• DATASET RECORDS
________________________
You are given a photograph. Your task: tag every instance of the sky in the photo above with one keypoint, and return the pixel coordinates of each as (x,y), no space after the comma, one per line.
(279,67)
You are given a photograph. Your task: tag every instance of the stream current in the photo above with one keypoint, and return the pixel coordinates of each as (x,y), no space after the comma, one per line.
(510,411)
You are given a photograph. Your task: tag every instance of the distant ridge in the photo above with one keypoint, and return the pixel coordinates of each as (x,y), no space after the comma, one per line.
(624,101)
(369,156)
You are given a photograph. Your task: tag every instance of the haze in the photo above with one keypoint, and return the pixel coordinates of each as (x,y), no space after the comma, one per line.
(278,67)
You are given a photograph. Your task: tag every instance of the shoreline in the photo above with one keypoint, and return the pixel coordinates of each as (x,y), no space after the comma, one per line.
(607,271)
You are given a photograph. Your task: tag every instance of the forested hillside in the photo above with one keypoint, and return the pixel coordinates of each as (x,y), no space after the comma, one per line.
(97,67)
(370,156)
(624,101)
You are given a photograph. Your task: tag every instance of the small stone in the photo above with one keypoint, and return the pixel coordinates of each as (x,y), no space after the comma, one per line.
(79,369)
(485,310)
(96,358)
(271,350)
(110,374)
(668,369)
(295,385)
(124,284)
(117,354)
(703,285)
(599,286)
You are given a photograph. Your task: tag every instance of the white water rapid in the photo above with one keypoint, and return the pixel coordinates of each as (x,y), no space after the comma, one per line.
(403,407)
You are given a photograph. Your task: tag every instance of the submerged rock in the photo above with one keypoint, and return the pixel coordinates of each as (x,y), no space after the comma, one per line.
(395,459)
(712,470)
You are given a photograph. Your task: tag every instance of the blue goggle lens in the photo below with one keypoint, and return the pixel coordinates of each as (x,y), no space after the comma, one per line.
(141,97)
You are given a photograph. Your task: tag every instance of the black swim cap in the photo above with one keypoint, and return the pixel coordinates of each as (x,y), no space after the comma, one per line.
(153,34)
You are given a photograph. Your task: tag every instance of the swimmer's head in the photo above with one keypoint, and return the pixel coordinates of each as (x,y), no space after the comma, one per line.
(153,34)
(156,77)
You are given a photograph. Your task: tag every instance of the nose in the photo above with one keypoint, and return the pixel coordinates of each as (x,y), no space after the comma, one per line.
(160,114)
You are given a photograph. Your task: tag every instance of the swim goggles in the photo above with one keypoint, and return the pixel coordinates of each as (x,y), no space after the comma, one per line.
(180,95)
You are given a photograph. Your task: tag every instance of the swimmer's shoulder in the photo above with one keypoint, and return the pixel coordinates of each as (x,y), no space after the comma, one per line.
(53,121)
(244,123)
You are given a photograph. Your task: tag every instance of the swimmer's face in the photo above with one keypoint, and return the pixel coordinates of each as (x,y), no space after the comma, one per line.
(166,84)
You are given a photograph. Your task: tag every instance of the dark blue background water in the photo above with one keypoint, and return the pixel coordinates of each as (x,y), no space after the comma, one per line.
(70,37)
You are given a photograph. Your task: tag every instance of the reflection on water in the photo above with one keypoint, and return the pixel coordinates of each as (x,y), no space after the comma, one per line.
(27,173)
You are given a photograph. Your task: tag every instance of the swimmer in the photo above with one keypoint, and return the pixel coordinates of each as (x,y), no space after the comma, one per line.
________________________
• WHAT YOU HAVE TO DO
Can you revise all the records, changing every "keypoint" to "marker" and leaving everything else unchanged?

• WORKED ANSWER
You are given a photograph. Your task: tag every instance of the sky in the photo above with one marker, and return the pixel coordinates of each as (x,y), no space after the comma, one per line.
(279,67)
You are given a photograph. Your task: tag every instance of the stream current in the photo above with one marker, and return the pixel coordinates of each as (x,y), no space after the comma, one per line.
(510,411)
You are given a photograph. Your task: tag every instance of the distant ridge in the photo above with one marker, and return the pixel coordinates of each as (x,y), no space after the comma, one per line.
(624,101)
(369,156)
You are given a photograph. Your task: tag every instance of the haze in the photo above with one marker, and return the pixel coordinates of each as (x,y), no space after the comma, one per line.
(278,67)
You are given a photograph. Your task: tag every instance of the shoreline in the photo above with one marker, and return the pixel coordinates of each as (x,y), no space after the comma, one per line.
(607,271)
You are given a photograph. Your task: tag every instance of the forested hillside in the photo above with one marker, and return the pixel coordinates of each as (x,y), no space after the comma, one per line.
(97,67)
(370,156)
(624,101)
You are given a photograph. Your task: tag every instance of the small stone in the photo above with one marker, and return the pixel coordinates of each as (x,y), no space after the comma, one per line.
(79,369)
(485,310)
(96,358)
(271,350)
(110,374)
(668,369)
(295,385)
(124,284)
(117,354)
(703,285)
(599,286)
You are given a photograph. Your task: tag every instance of the white water rapid in the photo above with one marker, and return the pixel coordinates of each as (x,y), no space after the comma, one per line.
(403,407)
You are given a photograph. Your task: tag every instance of the submerged rock in the photo above with one marker, and return the pixel coordinates of each as (x,y), no space after the comma, one per line.
(395,459)
(712,470)
You are given a photograph. Your task: tag every instance of the blue goggle lens in the photo below with one marker, and return the pixel coordinates of each as (x,y), no space after the comma, one per line.
(141,97)
You are given a photograph. Your task: tag every instance of the black swim cap in the photo above with one marker, and return the pixel coordinates of each as (x,y), no space after the comma, one per line.
(153,34)
You are given a photograph. Your task: tag every instance of the swimmer's head in the photo above with one marker, and return the pixel coordinates of each as (x,y), no space after the comma, one per line.
(153,34)
(156,77)
You are given a photograph. Your task: tag every instance of the nose in the photo above with one marker, and return the pixel coordinates of each as (x,y), no space after the comma, one per line.
(160,114)
You are given a photograph. Your task: tag every instance of the swim goggles in the photo above with one marker, and return the pixel coordinates of each as (x,y), no space after the comma, one per line.
(180,95)
You are given a photograph. Your task: tag every instance of the swimmer's shoulder in the photo above with one marker, and return the pixel coordinates of each as (x,y), no space after the comma, one per line.
(53,121)
(244,123)
You are given a photograph. Your task: tag every instance of the swimmer's face in the photo above with one marker, and return the pixel coordinates of each as (x,y), no space after the comma, one per line.
(166,84)
You are given a photograph. Your task: tag every instance of the dark blue background water in the photo above with one marker, and return the pixel coordinates of each as (x,y), no space after the comma, one per line.
(70,37)
You are given a photograph. Your task: tag every instance of the reflection on water in the photo above with one marker, and return the pixel coordinates of each as (x,y), no space after the comma, one per line.
(27,173)
You are given a photograph. Your task: tag every instance of the swimmer in the photo above with one marker, and return the pixel coordinates of each as (x,y), no space after the comma, one per line.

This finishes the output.